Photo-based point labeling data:
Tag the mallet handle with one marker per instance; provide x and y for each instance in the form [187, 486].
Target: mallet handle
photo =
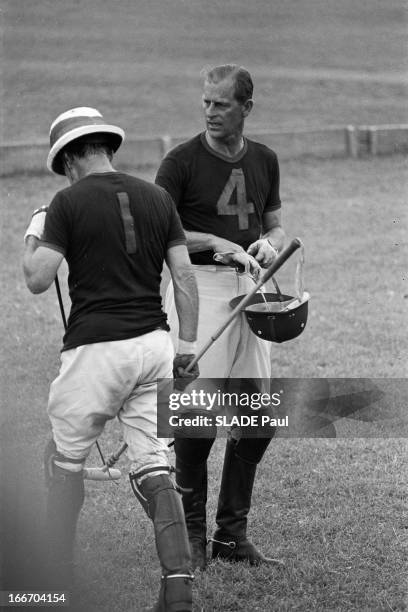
[275, 265]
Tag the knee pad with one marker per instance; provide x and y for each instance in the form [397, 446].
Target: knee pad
[143, 487]
[251, 450]
[53, 471]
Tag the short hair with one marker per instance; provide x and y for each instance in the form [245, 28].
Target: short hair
[90, 144]
[243, 85]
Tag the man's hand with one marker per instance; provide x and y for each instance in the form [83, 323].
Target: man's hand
[183, 378]
[263, 252]
[244, 262]
[36, 227]
[221, 245]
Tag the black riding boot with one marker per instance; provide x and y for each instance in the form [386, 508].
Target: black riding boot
[64, 503]
[230, 541]
[191, 476]
[162, 503]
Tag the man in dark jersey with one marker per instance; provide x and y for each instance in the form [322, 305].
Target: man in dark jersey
[115, 231]
[226, 189]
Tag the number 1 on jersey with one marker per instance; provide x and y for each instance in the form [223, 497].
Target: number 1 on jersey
[128, 222]
[242, 208]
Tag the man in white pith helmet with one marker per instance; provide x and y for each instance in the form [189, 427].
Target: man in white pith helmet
[115, 231]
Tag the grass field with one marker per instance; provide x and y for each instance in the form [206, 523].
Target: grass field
[315, 62]
[335, 510]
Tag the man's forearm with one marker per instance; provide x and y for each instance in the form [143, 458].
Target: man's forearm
[276, 237]
[186, 300]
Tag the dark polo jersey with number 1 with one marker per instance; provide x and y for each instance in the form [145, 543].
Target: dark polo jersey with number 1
[219, 195]
[114, 231]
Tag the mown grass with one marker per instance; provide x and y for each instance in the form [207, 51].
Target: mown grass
[333, 509]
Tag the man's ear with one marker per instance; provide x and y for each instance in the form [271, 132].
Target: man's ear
[247, 107]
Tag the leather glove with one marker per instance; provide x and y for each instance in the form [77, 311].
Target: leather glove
[36, 227]
[242, 260]
[182, 378]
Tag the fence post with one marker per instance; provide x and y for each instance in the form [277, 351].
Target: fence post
[351, 141]
[372, 140]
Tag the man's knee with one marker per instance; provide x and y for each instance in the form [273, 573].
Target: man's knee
[61, 469]
[148, 483]
[251, 450]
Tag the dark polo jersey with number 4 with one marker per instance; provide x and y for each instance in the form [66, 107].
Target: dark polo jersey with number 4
[114, 231]
[219, 195]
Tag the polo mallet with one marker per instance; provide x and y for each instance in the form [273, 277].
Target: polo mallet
[275, 265]
[105, 472]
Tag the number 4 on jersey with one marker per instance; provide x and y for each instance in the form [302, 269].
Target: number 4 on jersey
[242, 208]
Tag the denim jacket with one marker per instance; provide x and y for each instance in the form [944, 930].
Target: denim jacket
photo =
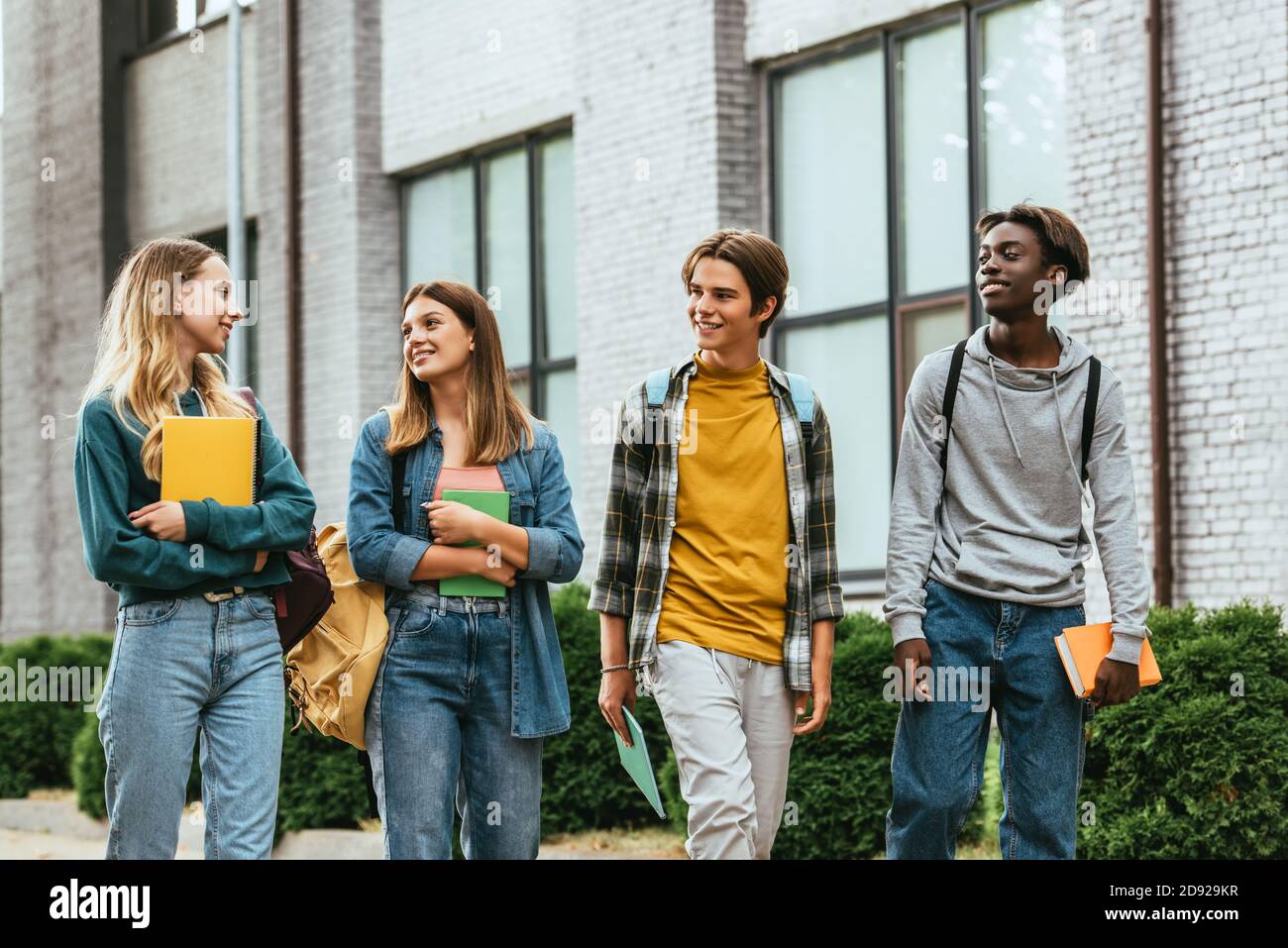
[540, 502]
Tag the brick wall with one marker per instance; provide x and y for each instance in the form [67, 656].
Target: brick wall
[53, 291]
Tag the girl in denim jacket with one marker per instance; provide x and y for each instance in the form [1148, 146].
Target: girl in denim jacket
[469, 685]
[196, 643]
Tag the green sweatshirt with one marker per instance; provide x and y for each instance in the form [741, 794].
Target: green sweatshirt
[222, 541]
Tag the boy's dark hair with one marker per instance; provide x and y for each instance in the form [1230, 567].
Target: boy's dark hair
[759, 260]
[1060, 240]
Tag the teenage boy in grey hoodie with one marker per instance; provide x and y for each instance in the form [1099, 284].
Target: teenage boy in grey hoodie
[986, 549]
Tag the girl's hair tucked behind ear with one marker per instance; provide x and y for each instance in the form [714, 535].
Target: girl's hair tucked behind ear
[138, 351]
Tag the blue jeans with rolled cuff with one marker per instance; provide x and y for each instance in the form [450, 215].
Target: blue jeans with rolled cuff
[438, 732]
[180, 666]
[939, 746]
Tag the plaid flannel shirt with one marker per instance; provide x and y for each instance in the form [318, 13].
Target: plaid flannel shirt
[639, 520]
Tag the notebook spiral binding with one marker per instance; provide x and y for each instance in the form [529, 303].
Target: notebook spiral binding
[254, 467]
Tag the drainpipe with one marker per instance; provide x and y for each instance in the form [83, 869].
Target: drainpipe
[240, 366]
[1157, 290]
[291, 248]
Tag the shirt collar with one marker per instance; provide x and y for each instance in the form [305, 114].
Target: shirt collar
[777, 375]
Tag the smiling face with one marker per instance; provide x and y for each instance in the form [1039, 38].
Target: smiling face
[1010, 272]
[436, 342]
[207, 309]
[720, 307]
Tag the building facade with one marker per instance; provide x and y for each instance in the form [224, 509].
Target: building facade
[565, 156]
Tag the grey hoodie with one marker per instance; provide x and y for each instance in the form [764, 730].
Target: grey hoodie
[1010, 526]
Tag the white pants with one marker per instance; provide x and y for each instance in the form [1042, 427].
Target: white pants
[730, 725]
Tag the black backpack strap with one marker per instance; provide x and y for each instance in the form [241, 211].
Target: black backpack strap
[364, 758]
[1089, 412]
[954, 373]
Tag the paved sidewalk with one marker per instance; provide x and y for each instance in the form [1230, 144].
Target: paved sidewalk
[51, 827]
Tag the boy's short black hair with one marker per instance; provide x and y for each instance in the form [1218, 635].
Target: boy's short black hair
[1060, 240]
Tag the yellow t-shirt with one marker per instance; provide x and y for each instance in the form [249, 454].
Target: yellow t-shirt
[726, 576]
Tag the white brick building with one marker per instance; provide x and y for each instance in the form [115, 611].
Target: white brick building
[563, 156]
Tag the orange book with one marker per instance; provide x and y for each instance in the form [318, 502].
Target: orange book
[1082, 648]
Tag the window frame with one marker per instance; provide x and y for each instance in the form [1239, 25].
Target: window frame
[969, 16]
[539, 365]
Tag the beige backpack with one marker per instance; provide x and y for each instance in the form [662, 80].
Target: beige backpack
[330, 672]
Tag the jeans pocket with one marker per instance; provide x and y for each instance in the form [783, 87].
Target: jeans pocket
[415, 620]
[262, 605]
[151, 612]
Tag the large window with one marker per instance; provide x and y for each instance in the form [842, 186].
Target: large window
[884, 154]
[163, 18]
[503, 222]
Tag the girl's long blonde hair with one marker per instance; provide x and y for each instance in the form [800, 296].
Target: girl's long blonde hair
[496, 423]
[138, 351]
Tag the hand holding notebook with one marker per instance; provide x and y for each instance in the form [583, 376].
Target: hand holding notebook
[1083, 648]
[494, 504]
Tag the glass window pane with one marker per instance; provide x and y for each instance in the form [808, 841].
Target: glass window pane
[505, 206]
[849, 366]
[1022, 99]
[829, 191]
[558, 247]
[438, 227]
[932, 167]
[559, 401]
[928, 330]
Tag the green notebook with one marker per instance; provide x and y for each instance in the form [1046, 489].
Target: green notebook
[636, 763]
[494, 504]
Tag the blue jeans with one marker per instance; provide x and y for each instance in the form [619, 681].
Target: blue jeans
[180, 666]
[438, 733]
[939, 746]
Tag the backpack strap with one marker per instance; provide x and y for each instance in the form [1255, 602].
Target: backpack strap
[399, 475]
[658, 381]
[1089, 412]
[803, 399]
[954, 373]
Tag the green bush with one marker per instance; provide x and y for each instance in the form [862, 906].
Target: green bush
[38, 734]
[322, 782]
[1192, 769]
[584, 785]
[838, 785]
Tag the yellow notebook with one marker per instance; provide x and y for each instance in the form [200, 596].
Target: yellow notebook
[1082, 648]
[207, 458]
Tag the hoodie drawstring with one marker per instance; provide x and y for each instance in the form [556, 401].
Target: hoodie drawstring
[1006, 421]
[1059, 415]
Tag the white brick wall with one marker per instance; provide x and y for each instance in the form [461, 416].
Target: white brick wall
[668, 146]
[176, 130]
[53, 291]
[463, 75]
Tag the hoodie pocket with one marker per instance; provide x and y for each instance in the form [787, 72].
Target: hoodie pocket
[1010, 562]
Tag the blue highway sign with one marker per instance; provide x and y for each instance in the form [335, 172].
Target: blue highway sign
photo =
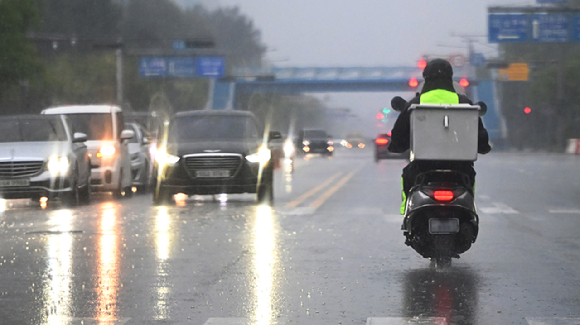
[550, 28]
[182, 67]
[507, 28]
[211, 67]
[153, 67]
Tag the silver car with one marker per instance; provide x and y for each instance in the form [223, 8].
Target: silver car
[42, 157]
[140, 153]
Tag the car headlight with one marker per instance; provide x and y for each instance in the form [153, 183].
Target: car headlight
[163, 158]
[106, 151]
[58, 165]
[262, 156]
[288, 148]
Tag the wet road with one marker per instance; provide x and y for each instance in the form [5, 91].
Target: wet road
[328, 252]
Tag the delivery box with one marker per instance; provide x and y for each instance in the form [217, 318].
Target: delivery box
[444, 132]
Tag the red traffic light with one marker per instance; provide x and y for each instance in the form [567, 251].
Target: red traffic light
[421, 64]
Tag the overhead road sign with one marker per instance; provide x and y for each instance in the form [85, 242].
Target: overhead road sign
[515, 72]
[182, 67]
[550, 28]
[507, 28]
[533, 25]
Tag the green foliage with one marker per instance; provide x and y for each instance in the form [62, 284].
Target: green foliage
[18, 60]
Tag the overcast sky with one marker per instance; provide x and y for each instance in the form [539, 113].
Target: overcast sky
[351, 33]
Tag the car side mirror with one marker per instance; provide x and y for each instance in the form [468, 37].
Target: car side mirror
[274, 135]
[79, 137]
[482, 108]
[398, 103]
[127, 134]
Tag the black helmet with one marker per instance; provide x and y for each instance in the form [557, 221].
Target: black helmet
[438, 69]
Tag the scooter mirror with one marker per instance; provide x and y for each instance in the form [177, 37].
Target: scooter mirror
[398, 103]
[482, 108]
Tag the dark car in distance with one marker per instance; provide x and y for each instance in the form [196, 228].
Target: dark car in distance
[382, 148]
[315, 141]
[214, 152]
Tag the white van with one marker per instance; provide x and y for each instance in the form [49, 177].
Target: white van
[108, 150]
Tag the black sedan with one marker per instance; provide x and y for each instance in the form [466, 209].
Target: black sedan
[214, 152]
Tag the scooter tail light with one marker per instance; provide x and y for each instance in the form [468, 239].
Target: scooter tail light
[444, 196]
[381, 141]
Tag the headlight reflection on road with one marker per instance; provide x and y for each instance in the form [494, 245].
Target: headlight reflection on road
[57, 279]
[265, 261]
[163, 240]
[107, 282]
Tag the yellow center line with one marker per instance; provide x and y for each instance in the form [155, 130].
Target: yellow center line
[320, 200]
[313, 191]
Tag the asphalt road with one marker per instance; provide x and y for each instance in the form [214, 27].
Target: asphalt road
[330, 251]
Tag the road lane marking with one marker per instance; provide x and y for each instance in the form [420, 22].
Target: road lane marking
[313, 191]
[321, 199]
[405, 320]
[552, 321]
[228, 321]
[564, 211]
[498, 208]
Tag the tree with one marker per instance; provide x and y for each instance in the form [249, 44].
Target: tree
[18, 60]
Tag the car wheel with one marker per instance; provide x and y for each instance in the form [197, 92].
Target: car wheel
[265, 191]
[85, 193]
[72, 198]
[161, 196]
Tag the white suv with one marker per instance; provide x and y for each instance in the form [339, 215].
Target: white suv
[105, 129]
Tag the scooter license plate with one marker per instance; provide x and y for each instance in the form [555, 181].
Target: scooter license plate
[443, 226]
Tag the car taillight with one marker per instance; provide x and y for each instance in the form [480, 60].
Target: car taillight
[381, 141]
[444, 196]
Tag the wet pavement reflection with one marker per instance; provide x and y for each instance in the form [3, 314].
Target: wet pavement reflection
[265, 263]
[444, 297]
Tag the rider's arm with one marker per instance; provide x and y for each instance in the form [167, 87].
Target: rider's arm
[401, 132]
[483, 146]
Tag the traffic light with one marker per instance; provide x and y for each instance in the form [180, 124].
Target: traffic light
[421, 64]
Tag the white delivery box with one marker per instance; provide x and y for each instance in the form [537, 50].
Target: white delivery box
[444, 132]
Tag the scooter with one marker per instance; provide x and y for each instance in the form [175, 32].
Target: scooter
[441, 220]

Exercise requirements:
Only the lines from the one that contains "Tag the wet pavement" through the last line should be repeated, each exactly as it stands, with both ends included.

Result of this exercise:
Tag the wet pavement reflection with one marker per instance; provide x and y for each instance in the form [3, 314].
Target: wet pavement reflection
[265, 263]
[444, 297]
Tag the rider's arm with one marker per instance; provide x and y for each instance in the form [167, 87].
Target: rider's arm
[401, 132]
[483, 146]
Tag the traffic light with one marker per instance; provide x and y for each instance in the form [180, 124].
Target: traffic light
[421, 64]
Tag the white delivery box with one marker per instance; provide x and y for each instance in the form [537, 50].
Target: white delivery box
[444, 132]
Tag the scooter with one marker per instance; provide x and y for each instance in the form [175, 32].
Target: scooter
[441, 220]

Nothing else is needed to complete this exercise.